[Exercise instructions] Leave out every picture, and return exactly the lines from the line containing "Annotation task — pin every instance of the blurred" through the end of the records below, both inclusive.

Dataset excerpts
--
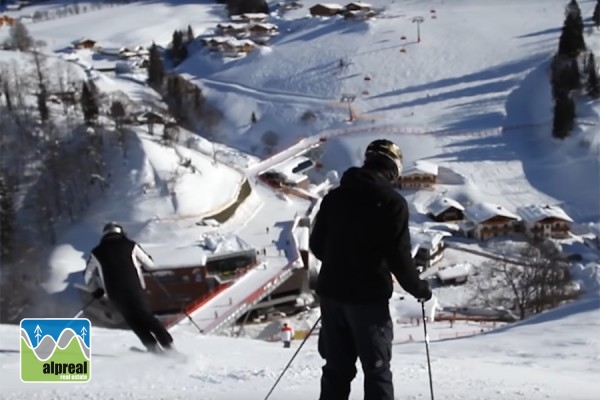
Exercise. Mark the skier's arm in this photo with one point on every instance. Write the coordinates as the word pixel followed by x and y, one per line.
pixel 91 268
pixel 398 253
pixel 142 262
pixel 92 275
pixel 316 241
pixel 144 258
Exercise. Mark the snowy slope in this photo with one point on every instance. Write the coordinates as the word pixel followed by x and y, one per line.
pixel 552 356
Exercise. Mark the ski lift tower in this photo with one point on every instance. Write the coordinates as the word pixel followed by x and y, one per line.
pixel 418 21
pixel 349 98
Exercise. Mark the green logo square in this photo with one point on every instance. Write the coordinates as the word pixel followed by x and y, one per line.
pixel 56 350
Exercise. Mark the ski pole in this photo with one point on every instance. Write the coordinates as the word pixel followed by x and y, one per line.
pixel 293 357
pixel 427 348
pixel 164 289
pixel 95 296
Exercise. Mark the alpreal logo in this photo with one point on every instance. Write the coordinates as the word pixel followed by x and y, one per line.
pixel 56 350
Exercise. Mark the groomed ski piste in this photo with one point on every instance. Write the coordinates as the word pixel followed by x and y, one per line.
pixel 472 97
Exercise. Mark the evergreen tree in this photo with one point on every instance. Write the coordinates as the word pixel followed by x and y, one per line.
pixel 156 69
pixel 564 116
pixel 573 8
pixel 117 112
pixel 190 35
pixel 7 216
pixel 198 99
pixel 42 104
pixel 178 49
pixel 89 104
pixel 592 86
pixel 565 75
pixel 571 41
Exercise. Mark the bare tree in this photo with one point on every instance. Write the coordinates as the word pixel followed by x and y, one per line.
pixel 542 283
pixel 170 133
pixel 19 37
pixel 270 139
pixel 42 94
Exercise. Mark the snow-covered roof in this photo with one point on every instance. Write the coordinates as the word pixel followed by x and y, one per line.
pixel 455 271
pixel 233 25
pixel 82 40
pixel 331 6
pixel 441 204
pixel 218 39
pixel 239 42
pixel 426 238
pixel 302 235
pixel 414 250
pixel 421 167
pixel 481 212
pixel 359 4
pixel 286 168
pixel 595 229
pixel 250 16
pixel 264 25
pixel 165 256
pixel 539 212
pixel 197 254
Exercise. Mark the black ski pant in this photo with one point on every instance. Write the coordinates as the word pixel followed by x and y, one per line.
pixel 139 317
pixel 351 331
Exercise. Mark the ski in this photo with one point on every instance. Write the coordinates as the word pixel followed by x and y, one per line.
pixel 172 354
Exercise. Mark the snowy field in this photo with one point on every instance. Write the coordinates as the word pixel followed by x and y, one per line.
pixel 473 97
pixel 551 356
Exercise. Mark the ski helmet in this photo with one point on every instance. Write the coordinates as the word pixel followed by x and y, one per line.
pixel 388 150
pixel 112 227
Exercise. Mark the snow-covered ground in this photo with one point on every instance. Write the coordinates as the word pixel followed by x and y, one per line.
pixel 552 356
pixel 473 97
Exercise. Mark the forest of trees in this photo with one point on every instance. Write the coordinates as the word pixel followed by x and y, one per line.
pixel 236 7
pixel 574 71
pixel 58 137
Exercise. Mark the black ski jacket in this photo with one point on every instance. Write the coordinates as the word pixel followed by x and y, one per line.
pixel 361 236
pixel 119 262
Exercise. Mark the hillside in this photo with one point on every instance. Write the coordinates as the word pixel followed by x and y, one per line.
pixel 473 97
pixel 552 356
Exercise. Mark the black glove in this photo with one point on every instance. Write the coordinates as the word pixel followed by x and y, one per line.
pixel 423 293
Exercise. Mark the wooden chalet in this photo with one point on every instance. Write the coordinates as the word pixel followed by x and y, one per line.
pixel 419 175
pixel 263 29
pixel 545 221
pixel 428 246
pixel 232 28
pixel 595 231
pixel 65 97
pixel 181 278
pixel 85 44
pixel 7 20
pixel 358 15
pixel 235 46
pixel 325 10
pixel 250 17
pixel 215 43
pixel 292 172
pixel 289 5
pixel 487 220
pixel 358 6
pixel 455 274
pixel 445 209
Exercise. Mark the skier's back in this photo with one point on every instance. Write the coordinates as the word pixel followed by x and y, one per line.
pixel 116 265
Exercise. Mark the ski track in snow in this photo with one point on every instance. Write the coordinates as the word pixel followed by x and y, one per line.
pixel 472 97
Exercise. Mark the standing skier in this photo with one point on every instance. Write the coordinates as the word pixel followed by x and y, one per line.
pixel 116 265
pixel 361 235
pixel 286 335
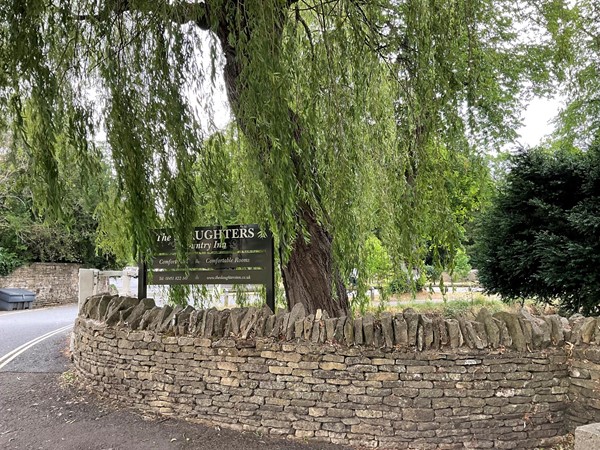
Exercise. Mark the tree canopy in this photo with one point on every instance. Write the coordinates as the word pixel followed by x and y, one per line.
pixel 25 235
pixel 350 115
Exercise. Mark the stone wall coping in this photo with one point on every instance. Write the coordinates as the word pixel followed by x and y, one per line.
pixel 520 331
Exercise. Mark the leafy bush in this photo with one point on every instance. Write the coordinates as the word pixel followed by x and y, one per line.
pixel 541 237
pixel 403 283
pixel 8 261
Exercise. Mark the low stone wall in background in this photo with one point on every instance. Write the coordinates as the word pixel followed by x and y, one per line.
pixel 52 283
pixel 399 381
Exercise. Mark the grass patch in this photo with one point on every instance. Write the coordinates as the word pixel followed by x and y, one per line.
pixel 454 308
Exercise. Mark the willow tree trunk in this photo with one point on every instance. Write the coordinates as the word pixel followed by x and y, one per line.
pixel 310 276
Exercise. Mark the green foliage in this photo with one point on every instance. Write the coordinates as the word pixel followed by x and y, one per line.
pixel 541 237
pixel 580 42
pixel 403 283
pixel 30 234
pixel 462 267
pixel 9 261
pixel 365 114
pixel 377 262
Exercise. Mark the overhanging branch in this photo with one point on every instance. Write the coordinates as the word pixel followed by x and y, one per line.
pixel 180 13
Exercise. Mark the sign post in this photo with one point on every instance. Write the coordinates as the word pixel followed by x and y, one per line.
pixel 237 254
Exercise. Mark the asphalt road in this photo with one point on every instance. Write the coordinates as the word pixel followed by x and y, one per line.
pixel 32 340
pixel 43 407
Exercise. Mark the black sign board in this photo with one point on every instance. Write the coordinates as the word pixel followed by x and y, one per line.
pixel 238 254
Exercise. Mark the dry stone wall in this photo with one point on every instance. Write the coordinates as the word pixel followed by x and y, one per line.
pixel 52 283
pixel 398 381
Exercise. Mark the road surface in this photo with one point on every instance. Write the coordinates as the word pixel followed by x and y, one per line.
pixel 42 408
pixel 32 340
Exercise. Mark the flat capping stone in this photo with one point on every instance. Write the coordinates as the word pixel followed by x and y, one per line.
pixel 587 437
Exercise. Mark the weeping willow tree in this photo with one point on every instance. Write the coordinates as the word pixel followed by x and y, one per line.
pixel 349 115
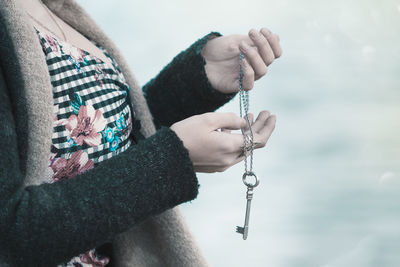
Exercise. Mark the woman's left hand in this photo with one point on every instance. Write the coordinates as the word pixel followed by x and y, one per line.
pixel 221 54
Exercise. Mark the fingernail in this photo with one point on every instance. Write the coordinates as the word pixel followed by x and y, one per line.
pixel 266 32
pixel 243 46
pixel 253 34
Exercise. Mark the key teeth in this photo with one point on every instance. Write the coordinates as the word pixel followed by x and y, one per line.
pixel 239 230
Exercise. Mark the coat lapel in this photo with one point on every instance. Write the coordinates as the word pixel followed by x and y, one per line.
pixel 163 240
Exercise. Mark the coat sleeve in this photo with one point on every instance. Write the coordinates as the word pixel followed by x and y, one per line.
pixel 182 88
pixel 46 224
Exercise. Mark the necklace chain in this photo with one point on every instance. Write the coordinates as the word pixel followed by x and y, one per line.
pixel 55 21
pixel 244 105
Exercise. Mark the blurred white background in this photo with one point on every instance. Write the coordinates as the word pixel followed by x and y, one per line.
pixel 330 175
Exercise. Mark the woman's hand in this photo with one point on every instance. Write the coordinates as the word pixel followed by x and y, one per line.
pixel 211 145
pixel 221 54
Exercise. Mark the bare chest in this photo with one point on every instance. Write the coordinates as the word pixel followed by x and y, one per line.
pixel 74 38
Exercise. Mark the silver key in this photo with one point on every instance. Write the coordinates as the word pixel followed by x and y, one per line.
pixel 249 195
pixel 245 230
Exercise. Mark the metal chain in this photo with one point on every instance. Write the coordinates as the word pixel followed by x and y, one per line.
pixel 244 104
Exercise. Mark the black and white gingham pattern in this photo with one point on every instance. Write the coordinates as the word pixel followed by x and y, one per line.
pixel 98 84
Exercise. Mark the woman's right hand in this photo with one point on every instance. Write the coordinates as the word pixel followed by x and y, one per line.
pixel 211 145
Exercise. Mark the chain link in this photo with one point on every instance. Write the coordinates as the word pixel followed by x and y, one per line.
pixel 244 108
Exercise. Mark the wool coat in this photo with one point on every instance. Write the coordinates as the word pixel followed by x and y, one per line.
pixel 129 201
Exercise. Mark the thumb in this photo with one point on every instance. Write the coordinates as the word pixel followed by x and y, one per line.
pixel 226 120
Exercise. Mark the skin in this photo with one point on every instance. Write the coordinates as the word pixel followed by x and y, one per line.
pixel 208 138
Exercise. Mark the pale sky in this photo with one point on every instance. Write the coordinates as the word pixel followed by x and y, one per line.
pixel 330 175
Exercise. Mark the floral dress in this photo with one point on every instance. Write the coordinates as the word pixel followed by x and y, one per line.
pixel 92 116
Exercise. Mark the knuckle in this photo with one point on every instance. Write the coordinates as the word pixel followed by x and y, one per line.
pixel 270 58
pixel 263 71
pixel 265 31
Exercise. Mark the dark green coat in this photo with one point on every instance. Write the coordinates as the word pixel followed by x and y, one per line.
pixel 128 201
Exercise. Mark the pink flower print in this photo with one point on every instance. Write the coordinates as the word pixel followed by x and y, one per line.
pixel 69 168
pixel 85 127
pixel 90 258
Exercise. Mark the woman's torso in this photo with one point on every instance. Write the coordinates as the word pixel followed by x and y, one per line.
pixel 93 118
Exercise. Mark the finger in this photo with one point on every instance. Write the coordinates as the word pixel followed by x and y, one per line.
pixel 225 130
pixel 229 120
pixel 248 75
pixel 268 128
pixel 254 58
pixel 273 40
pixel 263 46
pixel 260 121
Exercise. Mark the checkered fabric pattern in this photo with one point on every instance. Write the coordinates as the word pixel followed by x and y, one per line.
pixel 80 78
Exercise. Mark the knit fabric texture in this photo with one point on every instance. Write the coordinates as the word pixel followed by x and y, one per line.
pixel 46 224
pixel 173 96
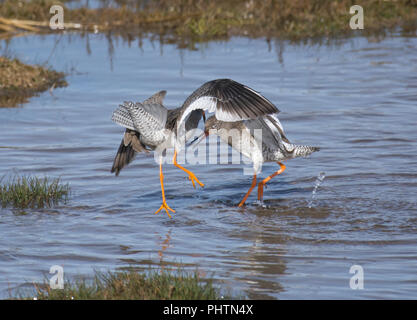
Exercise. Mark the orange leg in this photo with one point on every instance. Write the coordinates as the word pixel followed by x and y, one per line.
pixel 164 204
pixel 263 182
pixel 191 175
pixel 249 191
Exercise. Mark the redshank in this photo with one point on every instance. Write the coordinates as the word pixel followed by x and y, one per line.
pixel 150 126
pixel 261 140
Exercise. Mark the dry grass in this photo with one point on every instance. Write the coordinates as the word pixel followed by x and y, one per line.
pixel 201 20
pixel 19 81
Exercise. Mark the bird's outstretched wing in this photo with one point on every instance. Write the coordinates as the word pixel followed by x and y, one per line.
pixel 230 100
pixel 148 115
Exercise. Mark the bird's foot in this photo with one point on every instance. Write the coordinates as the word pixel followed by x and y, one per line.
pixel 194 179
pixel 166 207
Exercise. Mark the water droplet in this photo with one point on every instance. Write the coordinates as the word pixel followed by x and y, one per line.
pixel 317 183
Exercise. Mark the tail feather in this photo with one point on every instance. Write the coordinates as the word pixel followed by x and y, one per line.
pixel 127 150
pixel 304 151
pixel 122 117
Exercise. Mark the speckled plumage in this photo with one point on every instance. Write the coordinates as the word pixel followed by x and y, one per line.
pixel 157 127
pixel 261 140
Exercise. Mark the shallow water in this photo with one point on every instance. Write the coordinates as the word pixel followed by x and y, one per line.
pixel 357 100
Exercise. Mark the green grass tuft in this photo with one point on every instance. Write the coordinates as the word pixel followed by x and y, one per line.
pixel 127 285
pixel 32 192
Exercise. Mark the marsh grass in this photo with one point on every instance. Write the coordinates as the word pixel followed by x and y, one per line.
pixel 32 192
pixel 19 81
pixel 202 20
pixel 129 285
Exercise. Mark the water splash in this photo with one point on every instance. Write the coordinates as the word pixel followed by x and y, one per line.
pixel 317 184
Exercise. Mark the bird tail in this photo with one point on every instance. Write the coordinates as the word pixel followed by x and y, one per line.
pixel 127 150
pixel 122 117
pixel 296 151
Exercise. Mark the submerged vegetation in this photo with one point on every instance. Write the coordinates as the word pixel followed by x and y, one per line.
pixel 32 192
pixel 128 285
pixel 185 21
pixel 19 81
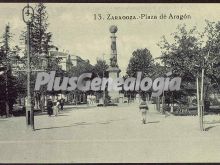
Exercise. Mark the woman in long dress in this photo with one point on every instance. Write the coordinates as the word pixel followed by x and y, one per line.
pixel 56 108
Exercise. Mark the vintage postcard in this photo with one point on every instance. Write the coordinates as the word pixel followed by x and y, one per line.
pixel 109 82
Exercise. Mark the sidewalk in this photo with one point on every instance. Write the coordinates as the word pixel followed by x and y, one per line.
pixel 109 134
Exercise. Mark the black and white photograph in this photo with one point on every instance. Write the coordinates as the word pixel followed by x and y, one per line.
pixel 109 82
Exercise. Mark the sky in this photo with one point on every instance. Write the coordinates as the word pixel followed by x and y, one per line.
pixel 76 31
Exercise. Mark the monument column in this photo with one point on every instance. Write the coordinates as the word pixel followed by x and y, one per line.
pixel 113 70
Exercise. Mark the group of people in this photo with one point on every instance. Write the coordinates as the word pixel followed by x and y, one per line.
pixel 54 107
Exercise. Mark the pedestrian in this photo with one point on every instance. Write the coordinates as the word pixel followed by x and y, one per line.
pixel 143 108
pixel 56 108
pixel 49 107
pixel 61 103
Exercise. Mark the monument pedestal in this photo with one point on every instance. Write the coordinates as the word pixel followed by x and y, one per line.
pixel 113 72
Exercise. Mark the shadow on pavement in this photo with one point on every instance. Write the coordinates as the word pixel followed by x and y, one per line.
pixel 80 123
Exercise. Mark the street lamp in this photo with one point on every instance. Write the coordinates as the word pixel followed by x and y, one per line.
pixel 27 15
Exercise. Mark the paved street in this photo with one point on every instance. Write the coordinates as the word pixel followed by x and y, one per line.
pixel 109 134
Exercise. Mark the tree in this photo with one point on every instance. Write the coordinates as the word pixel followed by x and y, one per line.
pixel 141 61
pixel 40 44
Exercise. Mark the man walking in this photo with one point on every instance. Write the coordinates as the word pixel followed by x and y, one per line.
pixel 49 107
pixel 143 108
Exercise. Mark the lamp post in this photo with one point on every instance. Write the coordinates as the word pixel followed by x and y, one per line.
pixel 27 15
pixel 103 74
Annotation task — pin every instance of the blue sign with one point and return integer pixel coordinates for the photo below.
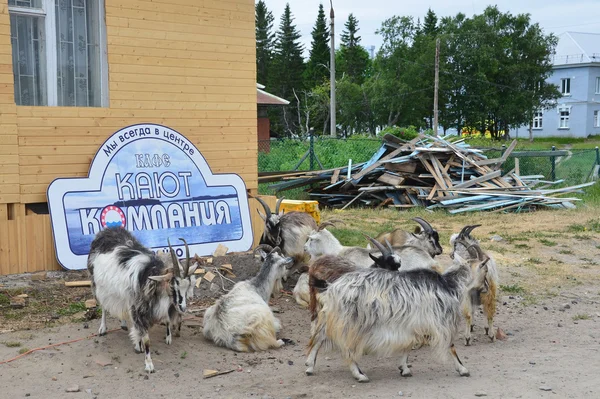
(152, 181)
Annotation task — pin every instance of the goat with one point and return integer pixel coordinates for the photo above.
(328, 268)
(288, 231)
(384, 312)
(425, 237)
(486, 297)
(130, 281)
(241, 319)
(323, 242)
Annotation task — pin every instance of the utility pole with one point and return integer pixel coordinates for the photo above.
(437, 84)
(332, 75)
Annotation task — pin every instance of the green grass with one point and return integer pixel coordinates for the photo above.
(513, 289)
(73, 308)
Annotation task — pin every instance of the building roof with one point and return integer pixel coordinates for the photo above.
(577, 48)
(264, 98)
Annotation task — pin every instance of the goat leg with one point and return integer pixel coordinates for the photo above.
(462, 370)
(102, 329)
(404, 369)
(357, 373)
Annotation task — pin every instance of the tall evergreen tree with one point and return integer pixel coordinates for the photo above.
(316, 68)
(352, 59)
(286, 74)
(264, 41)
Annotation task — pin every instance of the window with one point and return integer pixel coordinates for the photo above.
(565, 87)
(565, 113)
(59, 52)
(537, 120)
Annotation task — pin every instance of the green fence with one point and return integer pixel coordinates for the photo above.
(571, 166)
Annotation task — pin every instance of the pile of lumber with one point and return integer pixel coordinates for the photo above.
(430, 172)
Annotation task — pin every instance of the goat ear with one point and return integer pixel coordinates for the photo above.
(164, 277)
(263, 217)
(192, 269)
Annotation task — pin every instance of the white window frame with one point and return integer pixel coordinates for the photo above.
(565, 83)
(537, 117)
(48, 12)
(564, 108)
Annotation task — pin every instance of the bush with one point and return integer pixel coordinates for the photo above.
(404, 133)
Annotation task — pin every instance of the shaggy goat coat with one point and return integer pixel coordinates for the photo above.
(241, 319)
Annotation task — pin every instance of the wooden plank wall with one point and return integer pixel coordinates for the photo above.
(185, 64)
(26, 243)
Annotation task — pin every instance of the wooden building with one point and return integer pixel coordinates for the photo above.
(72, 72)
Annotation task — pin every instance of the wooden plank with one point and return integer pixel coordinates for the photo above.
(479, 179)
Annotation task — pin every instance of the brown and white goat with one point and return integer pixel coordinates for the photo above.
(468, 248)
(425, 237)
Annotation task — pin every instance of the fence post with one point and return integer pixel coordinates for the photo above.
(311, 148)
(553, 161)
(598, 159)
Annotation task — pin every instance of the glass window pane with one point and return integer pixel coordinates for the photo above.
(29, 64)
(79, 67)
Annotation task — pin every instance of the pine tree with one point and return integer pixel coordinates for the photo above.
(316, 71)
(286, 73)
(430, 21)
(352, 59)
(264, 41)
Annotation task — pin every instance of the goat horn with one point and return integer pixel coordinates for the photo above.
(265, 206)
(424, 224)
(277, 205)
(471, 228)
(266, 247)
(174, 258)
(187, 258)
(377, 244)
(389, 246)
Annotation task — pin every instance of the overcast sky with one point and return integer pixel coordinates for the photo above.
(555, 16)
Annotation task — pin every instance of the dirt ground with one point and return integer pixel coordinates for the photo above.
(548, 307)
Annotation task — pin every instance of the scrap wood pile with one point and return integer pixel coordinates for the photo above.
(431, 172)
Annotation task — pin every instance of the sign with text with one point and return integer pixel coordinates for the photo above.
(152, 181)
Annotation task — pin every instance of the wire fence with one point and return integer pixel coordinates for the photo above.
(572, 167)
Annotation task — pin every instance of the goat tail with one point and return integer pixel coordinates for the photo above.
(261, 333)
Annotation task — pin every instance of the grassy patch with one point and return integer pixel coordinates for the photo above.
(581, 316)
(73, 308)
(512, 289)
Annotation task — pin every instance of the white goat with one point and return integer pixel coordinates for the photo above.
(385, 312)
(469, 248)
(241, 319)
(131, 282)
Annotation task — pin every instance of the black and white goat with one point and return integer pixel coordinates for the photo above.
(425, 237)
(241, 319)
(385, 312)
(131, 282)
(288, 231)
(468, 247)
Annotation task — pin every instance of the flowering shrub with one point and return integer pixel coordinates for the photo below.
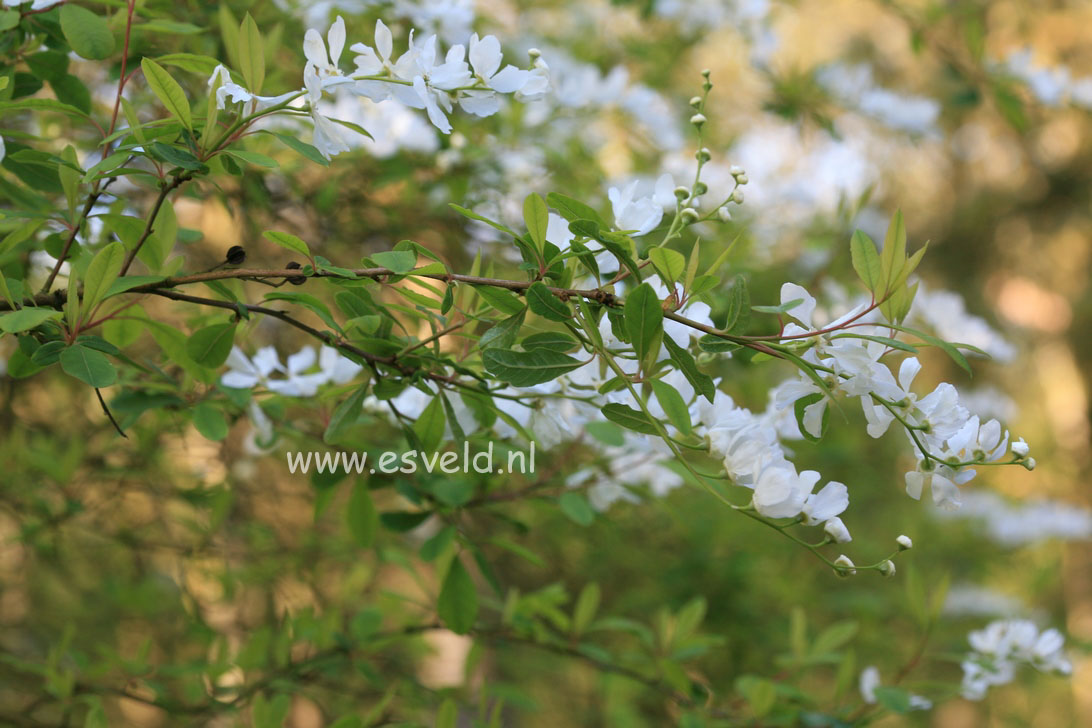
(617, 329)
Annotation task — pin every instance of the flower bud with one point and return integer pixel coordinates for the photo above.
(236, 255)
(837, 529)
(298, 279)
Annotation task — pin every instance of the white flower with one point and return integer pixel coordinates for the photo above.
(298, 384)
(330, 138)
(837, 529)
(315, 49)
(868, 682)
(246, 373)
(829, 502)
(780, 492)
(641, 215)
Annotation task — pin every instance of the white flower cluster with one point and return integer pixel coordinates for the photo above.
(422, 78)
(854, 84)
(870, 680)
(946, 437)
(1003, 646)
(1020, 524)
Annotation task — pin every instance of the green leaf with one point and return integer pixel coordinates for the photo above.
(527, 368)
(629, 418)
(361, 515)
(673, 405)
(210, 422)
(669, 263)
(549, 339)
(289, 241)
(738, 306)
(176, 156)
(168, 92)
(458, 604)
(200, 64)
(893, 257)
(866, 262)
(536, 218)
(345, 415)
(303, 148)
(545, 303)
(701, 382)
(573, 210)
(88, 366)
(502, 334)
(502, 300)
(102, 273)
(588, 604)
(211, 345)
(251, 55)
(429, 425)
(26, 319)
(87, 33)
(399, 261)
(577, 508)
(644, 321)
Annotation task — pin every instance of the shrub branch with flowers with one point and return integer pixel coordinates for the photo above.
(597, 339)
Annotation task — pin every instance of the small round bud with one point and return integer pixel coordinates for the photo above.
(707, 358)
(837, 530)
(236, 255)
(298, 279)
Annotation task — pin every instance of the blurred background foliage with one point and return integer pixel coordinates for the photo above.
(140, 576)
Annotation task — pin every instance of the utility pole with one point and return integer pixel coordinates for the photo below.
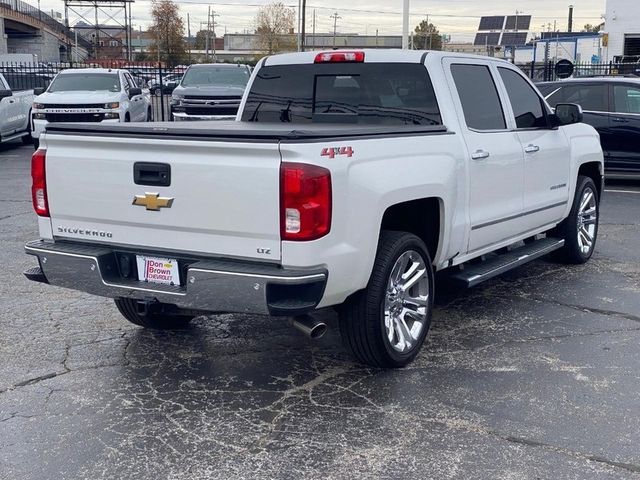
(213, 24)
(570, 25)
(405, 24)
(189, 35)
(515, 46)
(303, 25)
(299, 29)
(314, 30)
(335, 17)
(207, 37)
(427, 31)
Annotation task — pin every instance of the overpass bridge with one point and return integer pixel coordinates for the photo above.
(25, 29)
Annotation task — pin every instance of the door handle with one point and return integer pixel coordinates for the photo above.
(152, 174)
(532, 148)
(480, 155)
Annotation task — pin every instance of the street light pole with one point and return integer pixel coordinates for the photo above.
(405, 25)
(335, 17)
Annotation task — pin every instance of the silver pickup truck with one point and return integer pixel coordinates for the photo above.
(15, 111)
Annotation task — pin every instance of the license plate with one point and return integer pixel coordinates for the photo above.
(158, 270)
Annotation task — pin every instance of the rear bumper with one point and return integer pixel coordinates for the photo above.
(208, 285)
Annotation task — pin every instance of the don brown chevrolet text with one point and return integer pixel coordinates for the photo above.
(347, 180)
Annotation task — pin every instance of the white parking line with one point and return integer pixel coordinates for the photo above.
--
[Answer for the task]
Annotation task — pin every instance of the blurred background foliage with one point and return integer pixel coordinates for the photo above.
(140, 576)
Annotation task — pin every instance of the utility pole with one point and return integer pixel coordinates for the photo below.
(213, 24)
(570, 25)
(405, 24)
(189, 35)
(515, 46)
(303, 25)
(299, 29)
(314, 30)
(335, 17)
(207, 37)
(427, 31)
Annotation task — pin every instance of the overpass bridge with one point and return integer pixel coordinates for the photo above.
(25, 29)
Annotation task — pin every instance of the door handle with one point and return integer pixel coordinates for the photo above.
(152, 174)
(532, 148)
(480, 155)
Annotation task — pin every instance of the street light pole with one point and return integer pixel coordinates for the photo above.
(405, 25)
(335, 17)
Annotation task — pin every instance of the silver pickup truck with one point and return integer pixel coordinates for the photo above.
(15, 111)
Annotation task — pin every instance of the license plate with one point and return integer pixel coordinates for the photo above.
(158, 270)
Annotation task — pin every instance of the rear bumper with one point and return integer pixel coordinates for the photo above.
(208, 285)
Annotation task — pin every instance of the don brown chevrolet text with one point and return integer pixel coordinates for the photo above.
(347, 180)
Annotation task — pin every instance of the white parking line with one point and return integer pixel coordinates for the photo above.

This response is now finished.